◆ STATED GOAL 1 ◆
In the records, from the line with "Where is the crown" up to and including the last line of the records, replace "formatted as JSON" with "written as JSON" and write those lines out again with nothing else changed.

+++

Live album by Sammy Davis Jr. / Buddy Rich
- Released: 1966
- Recorded: 1966
- Genre: Vocal jazz
- Length: 29:42
- Label: Reprise
- Producer: Jimmy Bowen

Sammy Davis Jr. chronology
| The Sammy Davis Jr. Show (1966) | The Sounds of '66 (1966) | Sammy Davis Jr. Sings and Laurindo Almeida Plays (1966) |

Buddy Rich chronology
| Swingin' New Big Band (1966) | The Sounds of '66 (1966) | Big Swing Face (1967) |

= The Sounds of '66 =

The Sounds of '66 is a 1966 live album by Sammy Davis Jr., accompanied by Buddy Rich and a big band.

The album was recorded at the Sands Hotel on the Las Vegas Strip in the early hours of two successive nights, 18 and 19 June 1966, after both artists had already performed shows earlier.

Professional ratings
Review scores
| Source | Rating |
| Allmusic link | Star |

==Track listing==

===Original LP===
- Side A
1. "Come Back to Me" (Burton Lane, Alan Jay Lerner) – 2:56
2. "I Know a Place" (Tony Hatch) – 2:27
3. "What Did I Have That I Don't Have?" (Lane, Lerner) – 3:43
4. "What the World Needs Now Is Love" (Burt Bacharach, Hal David) – 3:05
5. "Once in Love With Amy" (Frank Loesser) – 2:45
- Side B
6. "Ding-Dong! The Witch Is Dead" (Harold Arlen, Yip Harburg) – 1:49
7. "What Now My Love?" (Gilbert Bécaud, Pierre Delanoë, Carl Sigman) – 3:08
8. "What Kind of Fool Am I?" (Leslie Bricusse, Anthony Newley) – 3:07
9. "If It's the Last Thing I Do" (Sammy Cahn, Saul Chaplin) – 3:24
10. "Please Don't Talk About Me When I'm Gone" (Sidney Clare, Sam H. Stept) – 3:18

===CD re-issue===
1. Introduction by Sammy Davis Jr.

+++

◆ STATED GOAL 2 ◆
Copy the passage from the album page above word for word, from "The Sounds of '66 is" up to and including "performed shows earlier.".

+++

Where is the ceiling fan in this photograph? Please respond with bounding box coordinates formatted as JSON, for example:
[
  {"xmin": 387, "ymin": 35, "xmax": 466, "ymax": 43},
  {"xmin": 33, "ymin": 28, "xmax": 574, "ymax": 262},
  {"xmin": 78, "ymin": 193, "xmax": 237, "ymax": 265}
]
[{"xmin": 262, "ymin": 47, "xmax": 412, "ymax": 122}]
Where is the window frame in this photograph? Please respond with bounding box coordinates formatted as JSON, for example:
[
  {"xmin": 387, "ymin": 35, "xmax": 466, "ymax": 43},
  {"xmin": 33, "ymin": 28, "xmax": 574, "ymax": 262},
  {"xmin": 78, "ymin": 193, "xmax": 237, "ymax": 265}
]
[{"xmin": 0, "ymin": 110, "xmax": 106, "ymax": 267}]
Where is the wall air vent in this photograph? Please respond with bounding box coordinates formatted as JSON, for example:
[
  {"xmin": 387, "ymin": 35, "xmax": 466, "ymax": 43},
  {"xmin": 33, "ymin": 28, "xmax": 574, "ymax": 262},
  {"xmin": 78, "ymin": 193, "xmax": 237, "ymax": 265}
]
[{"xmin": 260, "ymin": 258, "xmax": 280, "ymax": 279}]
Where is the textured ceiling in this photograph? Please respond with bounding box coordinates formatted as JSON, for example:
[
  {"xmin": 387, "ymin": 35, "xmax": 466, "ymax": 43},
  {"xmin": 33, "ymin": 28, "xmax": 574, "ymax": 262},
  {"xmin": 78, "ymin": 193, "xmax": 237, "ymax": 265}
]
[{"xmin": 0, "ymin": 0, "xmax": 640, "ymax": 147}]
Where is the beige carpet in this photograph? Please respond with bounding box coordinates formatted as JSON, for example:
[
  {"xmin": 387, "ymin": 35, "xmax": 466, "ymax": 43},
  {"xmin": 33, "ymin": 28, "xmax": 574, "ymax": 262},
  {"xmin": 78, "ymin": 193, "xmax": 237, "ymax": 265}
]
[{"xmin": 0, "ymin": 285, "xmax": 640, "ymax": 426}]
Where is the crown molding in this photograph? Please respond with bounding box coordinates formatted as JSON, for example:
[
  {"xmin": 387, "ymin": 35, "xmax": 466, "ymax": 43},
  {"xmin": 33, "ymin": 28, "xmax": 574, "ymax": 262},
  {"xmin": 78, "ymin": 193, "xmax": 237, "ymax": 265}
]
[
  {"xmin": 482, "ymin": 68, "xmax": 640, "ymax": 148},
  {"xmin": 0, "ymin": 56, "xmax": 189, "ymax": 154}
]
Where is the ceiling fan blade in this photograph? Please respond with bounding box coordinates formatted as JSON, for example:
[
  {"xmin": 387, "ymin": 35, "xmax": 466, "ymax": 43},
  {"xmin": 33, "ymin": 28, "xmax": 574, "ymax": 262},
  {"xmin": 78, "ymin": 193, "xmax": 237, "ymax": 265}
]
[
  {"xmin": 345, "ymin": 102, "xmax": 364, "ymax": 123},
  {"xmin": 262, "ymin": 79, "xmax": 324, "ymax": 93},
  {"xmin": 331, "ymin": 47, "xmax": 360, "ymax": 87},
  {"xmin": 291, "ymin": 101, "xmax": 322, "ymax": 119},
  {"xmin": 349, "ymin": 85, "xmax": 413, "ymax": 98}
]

+++

◆ EXPECTED ANSWER 1 ◆
Where is the crown molding in this photograph? Please respond with bounding box coordinates written as JSON, for example:
[
  {"xmin": 387, "ymin": 35, "xmax": 466, "ymax": 43},
  {"xmin": 33, "ymin": 28, "xmax": 574, "ymax": 262},
  {"xmin": 78, "ymin": 193, "xmax": 237, "ymax": 265}
]
[
  {"xmin": 482, "ymin": 68, "xmax": 640, "ymax": 148},
  {"xmin": 0, "ymin": 56, "xmax": 189, "ymax": 154}
]
Where is the ceiling fan blade in this photograph? Please respond with bounding box coordinates written as JSON, for example:
[
  {"xmin": 387, "ymin": 35, "xmax": 466, "ymax": 43},
  {"xmin": 33, "ymin": 28, "xmax": 574, "ymax": 262},
  {"xmin": 78, "ymin": 193, "xmax": 237, "ymax": 265}
]
[
  {"xmin": 345, "ymin": 102, "xmax": 364, "ymax": 123},
  {"xmin": 262, "ymin": 79, "xmax": 324, "ymax": 93},
  {"xmin": 331, "ymin": 47, "xmax": 360, "ymax": 87},
  {"xmin": 291, "ymin": 101, "xmax": 322, "ymax": 119},
  {"xmin": 349, "ymin": 85, "xmax": 413, "ymax": 98}
]

◆ EXPECTED ANSWER 2 ◆
The Sounds of '66 is a 1966 live album by Sammy Davis Jr., accompanied by Buddy Rich and a big band.

The album was recorded at the Sands Hotel on the Las Vegas Strip in the early hours of two successive nights, 18 and 19 June 1966, after both artists had already performed shows earlier.